[Rows from a data source]
* * * * * * *

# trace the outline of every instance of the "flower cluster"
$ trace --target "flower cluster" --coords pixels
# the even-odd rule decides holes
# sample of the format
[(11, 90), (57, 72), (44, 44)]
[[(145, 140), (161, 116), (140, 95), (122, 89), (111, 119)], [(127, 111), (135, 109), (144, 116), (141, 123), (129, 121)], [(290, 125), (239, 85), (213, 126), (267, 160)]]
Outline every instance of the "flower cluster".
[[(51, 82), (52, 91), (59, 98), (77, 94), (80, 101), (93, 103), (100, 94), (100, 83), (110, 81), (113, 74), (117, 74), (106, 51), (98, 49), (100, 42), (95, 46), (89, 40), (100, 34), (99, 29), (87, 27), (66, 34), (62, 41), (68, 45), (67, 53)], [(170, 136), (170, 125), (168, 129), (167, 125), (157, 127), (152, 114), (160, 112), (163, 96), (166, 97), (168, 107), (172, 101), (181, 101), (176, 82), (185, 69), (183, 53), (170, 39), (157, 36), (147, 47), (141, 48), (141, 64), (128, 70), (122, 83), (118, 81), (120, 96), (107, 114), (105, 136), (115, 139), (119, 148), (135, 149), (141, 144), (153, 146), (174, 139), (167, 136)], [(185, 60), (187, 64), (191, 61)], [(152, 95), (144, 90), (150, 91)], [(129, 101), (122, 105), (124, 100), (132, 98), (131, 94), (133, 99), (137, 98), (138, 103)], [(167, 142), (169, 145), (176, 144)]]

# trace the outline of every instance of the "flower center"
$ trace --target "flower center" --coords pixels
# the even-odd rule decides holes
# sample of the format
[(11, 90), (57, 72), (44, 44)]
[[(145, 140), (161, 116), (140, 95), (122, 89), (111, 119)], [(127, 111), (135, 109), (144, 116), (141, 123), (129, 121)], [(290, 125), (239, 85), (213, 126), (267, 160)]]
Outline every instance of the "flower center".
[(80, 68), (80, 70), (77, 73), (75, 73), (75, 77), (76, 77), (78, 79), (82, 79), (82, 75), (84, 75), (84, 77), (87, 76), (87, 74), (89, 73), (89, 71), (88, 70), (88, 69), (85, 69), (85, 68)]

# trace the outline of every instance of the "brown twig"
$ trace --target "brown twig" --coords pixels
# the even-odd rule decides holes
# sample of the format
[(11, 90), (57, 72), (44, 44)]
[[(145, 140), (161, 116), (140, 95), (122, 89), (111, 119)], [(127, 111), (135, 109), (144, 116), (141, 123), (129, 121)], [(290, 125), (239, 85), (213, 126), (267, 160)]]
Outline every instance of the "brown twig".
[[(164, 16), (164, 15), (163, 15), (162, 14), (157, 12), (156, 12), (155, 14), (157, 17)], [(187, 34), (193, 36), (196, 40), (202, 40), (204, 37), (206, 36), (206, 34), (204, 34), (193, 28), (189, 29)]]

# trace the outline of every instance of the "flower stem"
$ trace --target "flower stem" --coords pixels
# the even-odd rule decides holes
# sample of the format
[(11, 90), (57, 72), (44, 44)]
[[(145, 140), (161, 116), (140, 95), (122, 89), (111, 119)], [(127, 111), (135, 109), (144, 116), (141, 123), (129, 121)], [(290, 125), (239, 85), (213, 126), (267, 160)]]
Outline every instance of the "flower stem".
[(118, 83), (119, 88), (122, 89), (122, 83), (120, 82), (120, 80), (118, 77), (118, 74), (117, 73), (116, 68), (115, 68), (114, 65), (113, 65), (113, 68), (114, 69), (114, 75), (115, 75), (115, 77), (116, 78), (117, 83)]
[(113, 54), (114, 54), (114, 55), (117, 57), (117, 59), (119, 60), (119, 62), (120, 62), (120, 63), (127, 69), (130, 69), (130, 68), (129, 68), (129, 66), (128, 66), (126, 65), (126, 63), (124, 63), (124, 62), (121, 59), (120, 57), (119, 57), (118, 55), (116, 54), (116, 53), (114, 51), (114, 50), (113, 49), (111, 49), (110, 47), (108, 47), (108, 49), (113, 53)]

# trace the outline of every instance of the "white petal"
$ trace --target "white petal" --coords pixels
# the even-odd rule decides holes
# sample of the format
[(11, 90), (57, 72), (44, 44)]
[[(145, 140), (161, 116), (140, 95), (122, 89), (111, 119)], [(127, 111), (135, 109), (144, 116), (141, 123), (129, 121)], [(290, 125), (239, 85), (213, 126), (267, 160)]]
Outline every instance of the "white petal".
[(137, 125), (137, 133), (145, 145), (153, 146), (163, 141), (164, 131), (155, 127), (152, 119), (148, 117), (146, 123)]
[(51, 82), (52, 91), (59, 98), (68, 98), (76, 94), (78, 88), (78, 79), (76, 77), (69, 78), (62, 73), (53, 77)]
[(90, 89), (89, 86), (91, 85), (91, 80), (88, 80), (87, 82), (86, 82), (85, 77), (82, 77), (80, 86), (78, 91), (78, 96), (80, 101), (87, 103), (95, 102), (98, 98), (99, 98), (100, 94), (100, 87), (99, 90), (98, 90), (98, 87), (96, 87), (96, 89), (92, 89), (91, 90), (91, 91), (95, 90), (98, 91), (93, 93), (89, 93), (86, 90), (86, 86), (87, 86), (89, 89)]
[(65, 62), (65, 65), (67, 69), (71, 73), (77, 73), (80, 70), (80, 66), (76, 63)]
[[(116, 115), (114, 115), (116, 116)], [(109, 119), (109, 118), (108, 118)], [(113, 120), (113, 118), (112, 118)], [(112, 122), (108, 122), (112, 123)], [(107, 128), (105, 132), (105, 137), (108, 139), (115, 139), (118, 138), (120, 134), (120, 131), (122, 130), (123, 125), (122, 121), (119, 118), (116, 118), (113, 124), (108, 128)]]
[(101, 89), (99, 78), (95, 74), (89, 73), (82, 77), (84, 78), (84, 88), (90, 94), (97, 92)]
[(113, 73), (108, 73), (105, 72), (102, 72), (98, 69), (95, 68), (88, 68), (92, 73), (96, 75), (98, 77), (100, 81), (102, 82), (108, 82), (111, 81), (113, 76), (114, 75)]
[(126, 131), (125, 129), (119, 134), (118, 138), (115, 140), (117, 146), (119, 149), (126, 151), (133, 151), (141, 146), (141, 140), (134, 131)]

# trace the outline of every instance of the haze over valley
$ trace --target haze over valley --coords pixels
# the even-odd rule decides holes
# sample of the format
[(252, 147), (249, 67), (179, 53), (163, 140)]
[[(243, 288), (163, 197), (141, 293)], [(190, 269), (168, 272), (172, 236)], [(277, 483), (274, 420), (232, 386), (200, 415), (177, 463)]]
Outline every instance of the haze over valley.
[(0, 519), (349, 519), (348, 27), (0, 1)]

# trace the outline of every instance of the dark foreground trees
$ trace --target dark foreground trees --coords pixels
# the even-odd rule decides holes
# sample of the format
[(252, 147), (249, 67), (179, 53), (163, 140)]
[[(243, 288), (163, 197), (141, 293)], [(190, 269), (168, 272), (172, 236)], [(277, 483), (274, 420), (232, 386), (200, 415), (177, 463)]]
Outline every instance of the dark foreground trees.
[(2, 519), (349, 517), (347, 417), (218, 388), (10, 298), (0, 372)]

* * * * * * *

• SHORT TASK
Which rows contain the word "foreground"? Pull out each of those rows in full, matching case exactly.

• SOLVED EXERCISE
# trace the outline of every instance of the dark foreground trees
$ trace --target dark foreground trees --coords pixels
Outline every instance of the dark foreground trees.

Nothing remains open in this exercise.